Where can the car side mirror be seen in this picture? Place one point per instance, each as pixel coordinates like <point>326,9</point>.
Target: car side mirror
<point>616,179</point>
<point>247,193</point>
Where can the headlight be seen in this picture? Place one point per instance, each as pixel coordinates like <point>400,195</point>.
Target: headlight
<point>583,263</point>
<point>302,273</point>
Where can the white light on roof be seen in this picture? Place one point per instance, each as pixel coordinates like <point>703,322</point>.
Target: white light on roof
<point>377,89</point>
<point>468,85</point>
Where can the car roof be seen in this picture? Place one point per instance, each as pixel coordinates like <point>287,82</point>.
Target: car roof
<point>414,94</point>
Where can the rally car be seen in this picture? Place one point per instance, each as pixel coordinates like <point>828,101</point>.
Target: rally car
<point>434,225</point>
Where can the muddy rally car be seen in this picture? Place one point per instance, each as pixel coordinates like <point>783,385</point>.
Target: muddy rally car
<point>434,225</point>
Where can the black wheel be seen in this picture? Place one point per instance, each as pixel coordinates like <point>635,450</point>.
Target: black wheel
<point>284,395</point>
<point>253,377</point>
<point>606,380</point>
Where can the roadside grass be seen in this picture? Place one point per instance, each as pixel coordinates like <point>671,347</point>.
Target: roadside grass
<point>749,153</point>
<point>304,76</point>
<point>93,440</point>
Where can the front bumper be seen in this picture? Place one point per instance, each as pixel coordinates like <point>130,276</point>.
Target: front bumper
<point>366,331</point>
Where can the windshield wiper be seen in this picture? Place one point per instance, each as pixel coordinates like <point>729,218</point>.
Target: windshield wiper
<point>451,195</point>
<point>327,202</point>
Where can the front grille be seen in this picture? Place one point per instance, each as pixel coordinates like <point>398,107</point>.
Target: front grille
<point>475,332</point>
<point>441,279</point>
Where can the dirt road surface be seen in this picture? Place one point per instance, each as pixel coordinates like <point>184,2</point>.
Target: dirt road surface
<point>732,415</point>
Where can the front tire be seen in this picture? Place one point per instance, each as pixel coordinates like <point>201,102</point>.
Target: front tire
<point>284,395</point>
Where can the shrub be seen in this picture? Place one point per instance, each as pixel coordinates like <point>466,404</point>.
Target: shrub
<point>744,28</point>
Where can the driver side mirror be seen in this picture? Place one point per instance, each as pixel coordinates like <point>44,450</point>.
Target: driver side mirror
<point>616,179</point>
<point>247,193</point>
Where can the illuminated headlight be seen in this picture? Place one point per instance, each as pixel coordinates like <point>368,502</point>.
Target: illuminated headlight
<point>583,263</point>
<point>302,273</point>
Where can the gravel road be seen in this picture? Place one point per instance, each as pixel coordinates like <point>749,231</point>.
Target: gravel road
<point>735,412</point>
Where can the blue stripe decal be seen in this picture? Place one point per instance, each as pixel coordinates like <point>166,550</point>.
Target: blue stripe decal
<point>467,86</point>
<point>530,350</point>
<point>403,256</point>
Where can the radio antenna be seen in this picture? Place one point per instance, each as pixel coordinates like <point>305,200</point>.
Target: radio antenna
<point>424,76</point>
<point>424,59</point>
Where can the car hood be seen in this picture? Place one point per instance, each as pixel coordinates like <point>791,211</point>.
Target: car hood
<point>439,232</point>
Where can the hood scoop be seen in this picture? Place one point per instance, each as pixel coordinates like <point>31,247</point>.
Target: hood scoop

▶ _Your task_:
Rewrite all of the items above, replacing every "Target" with "Label" and leaving everything else as it is.

▶ _Output of the exercise_:
Where can the car side mirror be seen in this picture? Place one point per instance, each as pixel coordinates like <point>326,9</point>.
Label: car side mirror
<point>616,179</point>
<point>247,193</point>
Where can the headlight be seen in this picture? Place one point per instance, each as pixel coordinates like <point>400,195</point>.
Label: headlight
<point>583,263</point>
<point>302,273</point>
Where can the white light on roof be seen in this picture? Place one point per instance, each as pixel coordinates like <point>703,322</point>.
Label: white light on roof
<point>377,89</point>
<point>468,85</point>
Where can the car roof be seen in this picture? Place one point per instance, each as pixel coordinates like <point>287,82</point>.
Label: car roof
<point>414,94</point>
Where can the rally car be seen in this picture? Place one point per instance, each as pixel coordinates like <point>828,101</point>.
Label: rally car
<point>434,225</point>
Where can the muddy rally car be seen in this picture? Place one point per instance, each as pixel coordinates like <point>783,385</point>.
Label: muddy rally car
<point>434,225</point>
Where can the black wheel be seen in this picture? Place one point per instance, each as pixel coordinates like <point>635,450</point>.
Label: black wheel
<point>284,395</point>
<point>253,377</point>
<point>606,380</point>
Where can the roadside grass be seen in this picture? Place one point per instance, each as pixel coordinates like <point>671,347</point>.
Label: roadside grass
<point>749,153</point>
<point>304,76</point>
<point>93,440</point>
Where can the front bumper be seen in this picture? Place one point per instance, each as pixel coordinates like <point>130,276</point>.
Label: front bumper
<point>366,331</point>
Where can the windshield wiper be seen in this picture? Place one point per instance, each as pixel coordinates like <point>729,218</point>.
Label: windshield wiper
<point>451,195</point>
<point>327,202</point>
Where can the front grille be seen in this picture? Place one point per instance, each as pixel coordinates like <point>398,107</point>.
Label: front grille
<point>475,332</point>
<point>441,279</point>
Where can the dirt road surface be seen in this picture? Place one point per instance, each as pixel coordinates like <point>184,2</point>.
Label: dirt road surface
<point>732,415</point>
Where can the front tire be seen in this picture? Place one point per instance, each as pixel coordinates like <point>201,102</point>.
Label: front tire
<point>284,395</point>
Where can the shrub be seen in this picture? Place one point per instance, each as pixel coordinates like <point>466,404</point>.
Label: shrub
<point>744,28</point>
Where can the driver side mirror be seen in this picture? Place one point per instance, each as pixel coordinates like <point>44,450</point>.
Label: driver side mirror
<point>616,179</point>
<point>247,193</point>
Where can the illuminated headlight be seen in this picture? Place one point per instance, each as pixel coordinates like <point>368,502</point>.
Label: illuminated headlight
<point>583,263</point>
<point>302,273</point>
Where can the gravel road be seen in this picture? Place one point per instance, each as pixel coordinates like <point>749,231</point>.
Label: gravel road
<point>735,412</point>
Where can the blue stripe decal be seen in this picture? Place one point per instance, each as pixel coordinates like <point>166,550</point>.
Label: blue stripe decal
<point>467,86</point>
<point>530,350</point>
<point>403,256</point>
Where can the radio antenna be seen in this picture? Place one point per instance, each as pixel coordinates like <point>305,200</point>.
Label: radio antenna
<point>424,76</point>
<point>424,59</point>
Where can the car hood be seen in this picture? Place one point per instance, each as pixel coordinates like <point>791,211</point>.
Label: car hood
<point>439,232</point>
Where can the hood scoop be seen in this picture? Place one point per instance, each as pixel coordinates like <point>31,247</point>.
Label: hood scoop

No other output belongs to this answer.